begin Information provided

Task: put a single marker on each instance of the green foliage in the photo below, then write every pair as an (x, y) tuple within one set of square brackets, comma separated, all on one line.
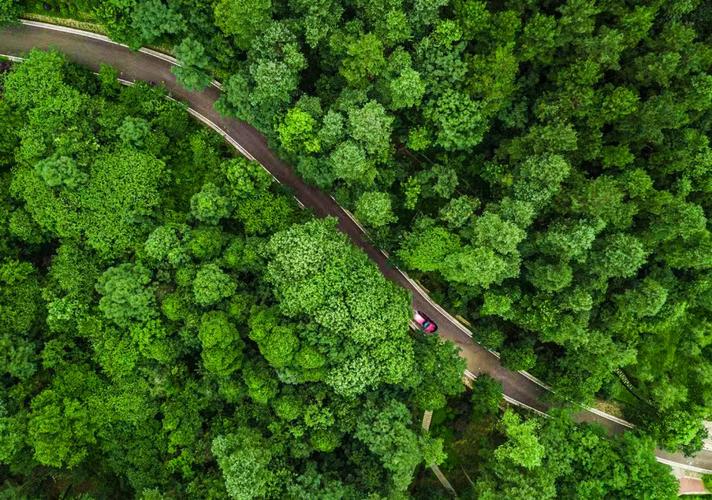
[(374, 209), (126, 296), (134, 254), (212, 285), (192, 71), (222, 346)]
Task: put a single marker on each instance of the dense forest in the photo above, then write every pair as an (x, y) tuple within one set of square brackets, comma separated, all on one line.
[(493, 455), (544, 167), (156, 335)]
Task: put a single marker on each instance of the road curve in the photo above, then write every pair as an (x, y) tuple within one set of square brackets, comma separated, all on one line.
[(91, 50)]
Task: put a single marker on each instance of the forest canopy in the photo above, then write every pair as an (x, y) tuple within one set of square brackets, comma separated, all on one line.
[(543, 167), (156, 335)]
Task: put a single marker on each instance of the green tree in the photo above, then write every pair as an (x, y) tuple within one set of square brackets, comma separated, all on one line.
[(374, 209), (192, 72), (221, 344), (211, 285)]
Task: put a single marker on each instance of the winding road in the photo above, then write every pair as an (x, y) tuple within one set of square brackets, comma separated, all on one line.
[(91, 50)]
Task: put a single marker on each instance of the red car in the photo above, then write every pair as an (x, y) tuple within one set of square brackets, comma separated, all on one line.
[(426, 324)]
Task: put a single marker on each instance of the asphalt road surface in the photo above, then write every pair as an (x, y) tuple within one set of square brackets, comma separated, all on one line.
[(91, 50)]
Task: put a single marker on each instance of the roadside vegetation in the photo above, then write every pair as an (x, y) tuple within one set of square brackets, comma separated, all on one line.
[(171, 323), (493, 454), (544, 168)]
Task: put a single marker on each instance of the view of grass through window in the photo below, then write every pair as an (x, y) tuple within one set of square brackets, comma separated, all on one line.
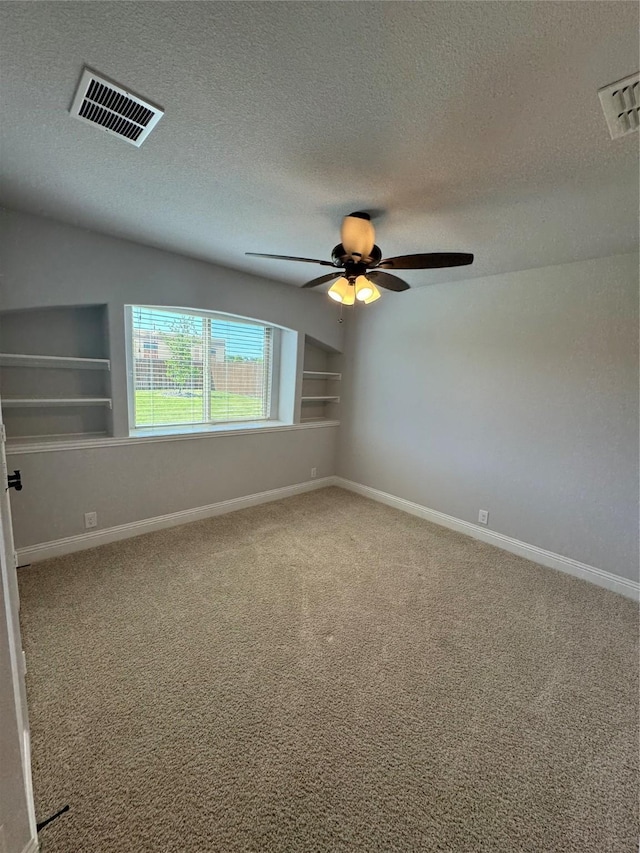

end Information provided

## Job
Transcribe every one of the records above verbatim, line for line, omitting the pictures.

## Result for this exercise
Task: put a single marker on each instance of the green foliage in the photo below, then write every pair as an (x, y) tuple within one set of square brackets, comma separated, all on one line.
[(374, 209), (126, 296), (134, 254), (212, 285), (192, 71), (222, 346)]
Task: put a single marker on each instance of the dense forest in the photo above, then write every pair as an (x, y) tuple within one set of square brackets, comma separated, all on one line.
[(493, 455), (544, 167), (156, 335)]
Task: put a single marker on each instance of the road curve in the photo above, then write every pair as an (x, y) tuple within one set of square brackets, comma separated, all on one line.
[(91, 50)]
Task: put a single marker on each instance of the forest canopy in the photo above, then write every pair as an (x, y) tuple within one set of square brackets, comma separated, all on one line.
[(543, 167), (156, 335)]
Task: put a single marker on each instance of the green tree in the photo above, then write every pair as an (x, y) tuple within one set of square brackets, comma separated, all on one line.
[(374, 209), (192, 72), (221, 344), (211, 285)]
Task: put a single marker on each instance of the winding road in the photo above, then write every pair as an (x, y) tuple within one set of square brackets, comma separated, all on one line.
[(91, 50)]
Task: put a single marker on each instance of the red car in the photo above, then write every pair as an (x, y) tuple within one set of square brackets, comma separated, all on one line.
[(426, 324)]
Task: put a single marker on each instance of the asphalt road surface in the photo above, then write every pair as an (x, y) tuple within one set of square brackets, comma separated, all on one line.
[(91, 50)]
Task: put a single marker on each instance of the roadside vegetation in the photo above, then write every pair as an (x, y) tuple within one set of square brackets, comma separated, all on one line.
[(171, 323), (493, 454), (544, 168)]
Task: put a single marker on each instance of the view of grass through window in the photo below, then write every pair as an (x, y) tuple within one set of square brackets, comma separated, all on one line.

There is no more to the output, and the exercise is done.